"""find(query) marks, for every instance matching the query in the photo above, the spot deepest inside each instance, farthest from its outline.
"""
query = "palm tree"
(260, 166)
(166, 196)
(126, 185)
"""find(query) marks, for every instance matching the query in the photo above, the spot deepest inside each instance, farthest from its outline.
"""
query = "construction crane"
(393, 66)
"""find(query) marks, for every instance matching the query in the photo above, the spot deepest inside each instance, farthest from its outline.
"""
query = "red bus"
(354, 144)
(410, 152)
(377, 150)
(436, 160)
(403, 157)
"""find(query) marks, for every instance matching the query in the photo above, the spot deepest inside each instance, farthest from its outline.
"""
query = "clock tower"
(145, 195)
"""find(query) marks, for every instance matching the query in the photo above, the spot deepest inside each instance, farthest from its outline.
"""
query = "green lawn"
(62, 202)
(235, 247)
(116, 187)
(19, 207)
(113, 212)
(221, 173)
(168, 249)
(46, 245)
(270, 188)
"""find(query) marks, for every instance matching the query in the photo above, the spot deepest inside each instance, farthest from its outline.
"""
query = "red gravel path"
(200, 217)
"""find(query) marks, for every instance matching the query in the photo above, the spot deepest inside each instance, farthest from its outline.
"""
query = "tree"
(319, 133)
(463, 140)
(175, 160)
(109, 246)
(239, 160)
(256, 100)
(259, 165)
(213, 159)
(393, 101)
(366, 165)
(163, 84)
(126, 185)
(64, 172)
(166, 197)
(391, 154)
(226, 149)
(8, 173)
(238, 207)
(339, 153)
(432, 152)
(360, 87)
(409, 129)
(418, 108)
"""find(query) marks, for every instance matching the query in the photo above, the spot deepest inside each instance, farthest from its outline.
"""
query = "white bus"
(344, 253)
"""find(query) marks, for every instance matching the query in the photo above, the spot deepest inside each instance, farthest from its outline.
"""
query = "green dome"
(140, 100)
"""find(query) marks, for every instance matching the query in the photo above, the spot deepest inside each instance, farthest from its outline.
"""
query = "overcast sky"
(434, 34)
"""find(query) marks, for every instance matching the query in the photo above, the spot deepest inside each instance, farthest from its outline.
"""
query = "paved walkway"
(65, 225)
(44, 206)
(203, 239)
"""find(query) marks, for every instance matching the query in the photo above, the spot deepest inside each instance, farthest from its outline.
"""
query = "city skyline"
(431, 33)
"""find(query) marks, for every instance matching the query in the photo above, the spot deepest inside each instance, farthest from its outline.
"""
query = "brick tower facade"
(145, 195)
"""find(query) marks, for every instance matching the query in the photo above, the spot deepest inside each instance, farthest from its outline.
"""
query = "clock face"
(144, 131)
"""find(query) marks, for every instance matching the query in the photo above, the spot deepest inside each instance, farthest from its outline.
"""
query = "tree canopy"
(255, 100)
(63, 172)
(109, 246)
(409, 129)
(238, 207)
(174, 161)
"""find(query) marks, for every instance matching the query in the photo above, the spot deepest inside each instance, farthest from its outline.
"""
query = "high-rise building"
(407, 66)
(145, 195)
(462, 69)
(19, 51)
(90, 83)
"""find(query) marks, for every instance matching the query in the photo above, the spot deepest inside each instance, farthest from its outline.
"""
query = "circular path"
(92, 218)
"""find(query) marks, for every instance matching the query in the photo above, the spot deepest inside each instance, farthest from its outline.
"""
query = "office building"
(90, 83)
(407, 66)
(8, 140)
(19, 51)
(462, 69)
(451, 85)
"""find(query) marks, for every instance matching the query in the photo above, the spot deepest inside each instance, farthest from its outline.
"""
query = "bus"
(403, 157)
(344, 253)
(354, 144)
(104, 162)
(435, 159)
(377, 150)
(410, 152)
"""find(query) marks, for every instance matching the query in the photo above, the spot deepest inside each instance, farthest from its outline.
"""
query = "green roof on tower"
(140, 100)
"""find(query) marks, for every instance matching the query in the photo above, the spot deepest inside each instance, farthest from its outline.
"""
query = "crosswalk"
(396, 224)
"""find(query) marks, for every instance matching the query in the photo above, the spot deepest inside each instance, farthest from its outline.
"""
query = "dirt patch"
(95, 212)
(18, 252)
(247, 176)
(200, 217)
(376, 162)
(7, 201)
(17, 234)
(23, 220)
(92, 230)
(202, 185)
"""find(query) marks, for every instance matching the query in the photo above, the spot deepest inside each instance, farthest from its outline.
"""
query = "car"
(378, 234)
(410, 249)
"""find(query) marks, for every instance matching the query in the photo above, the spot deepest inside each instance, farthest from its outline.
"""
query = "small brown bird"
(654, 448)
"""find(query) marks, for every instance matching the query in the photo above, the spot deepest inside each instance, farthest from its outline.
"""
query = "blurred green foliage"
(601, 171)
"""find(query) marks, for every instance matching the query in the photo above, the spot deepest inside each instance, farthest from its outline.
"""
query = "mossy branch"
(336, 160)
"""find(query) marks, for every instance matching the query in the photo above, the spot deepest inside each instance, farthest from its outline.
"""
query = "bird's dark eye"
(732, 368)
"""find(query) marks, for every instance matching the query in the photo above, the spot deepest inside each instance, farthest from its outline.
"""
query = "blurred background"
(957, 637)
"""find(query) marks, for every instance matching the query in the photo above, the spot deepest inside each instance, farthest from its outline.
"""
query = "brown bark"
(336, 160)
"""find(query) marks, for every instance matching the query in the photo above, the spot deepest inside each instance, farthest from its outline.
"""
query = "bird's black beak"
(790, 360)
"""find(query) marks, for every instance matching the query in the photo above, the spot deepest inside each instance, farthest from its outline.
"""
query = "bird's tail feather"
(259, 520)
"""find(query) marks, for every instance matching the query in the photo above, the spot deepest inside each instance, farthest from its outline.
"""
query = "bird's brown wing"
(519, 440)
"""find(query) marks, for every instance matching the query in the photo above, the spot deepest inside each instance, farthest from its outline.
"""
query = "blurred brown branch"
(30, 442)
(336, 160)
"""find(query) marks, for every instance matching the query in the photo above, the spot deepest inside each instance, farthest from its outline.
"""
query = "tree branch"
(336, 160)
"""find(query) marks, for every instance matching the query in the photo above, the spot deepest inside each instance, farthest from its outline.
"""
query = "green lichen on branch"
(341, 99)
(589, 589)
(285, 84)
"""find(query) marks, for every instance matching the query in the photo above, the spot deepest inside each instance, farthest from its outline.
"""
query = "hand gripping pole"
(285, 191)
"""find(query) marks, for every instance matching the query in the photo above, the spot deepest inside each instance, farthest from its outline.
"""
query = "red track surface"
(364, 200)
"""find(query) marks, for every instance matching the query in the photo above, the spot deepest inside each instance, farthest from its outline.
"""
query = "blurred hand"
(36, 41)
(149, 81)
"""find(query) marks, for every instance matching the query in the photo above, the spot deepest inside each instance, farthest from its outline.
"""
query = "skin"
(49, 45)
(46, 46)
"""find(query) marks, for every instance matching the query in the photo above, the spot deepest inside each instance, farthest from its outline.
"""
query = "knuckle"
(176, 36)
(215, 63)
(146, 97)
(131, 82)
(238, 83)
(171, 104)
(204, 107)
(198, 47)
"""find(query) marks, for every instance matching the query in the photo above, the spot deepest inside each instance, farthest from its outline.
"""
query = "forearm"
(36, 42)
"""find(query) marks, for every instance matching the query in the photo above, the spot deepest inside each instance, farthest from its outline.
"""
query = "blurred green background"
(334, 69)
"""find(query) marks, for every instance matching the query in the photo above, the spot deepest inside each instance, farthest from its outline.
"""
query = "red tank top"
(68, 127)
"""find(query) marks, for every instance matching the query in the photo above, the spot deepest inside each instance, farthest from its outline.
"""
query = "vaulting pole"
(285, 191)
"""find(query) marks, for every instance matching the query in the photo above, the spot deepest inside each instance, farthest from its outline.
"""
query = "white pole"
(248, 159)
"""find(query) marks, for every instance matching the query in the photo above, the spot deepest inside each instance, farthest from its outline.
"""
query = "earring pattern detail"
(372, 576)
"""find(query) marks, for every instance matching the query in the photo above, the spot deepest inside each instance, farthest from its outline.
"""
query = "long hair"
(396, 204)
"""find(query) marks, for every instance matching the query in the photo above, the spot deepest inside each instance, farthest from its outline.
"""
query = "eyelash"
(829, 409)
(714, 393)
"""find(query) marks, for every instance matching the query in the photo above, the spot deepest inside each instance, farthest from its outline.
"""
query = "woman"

++++

**TASK**
How many lines of the listing above contain the string "bird"? Reply with the number only.

**THE OUTPUT**
5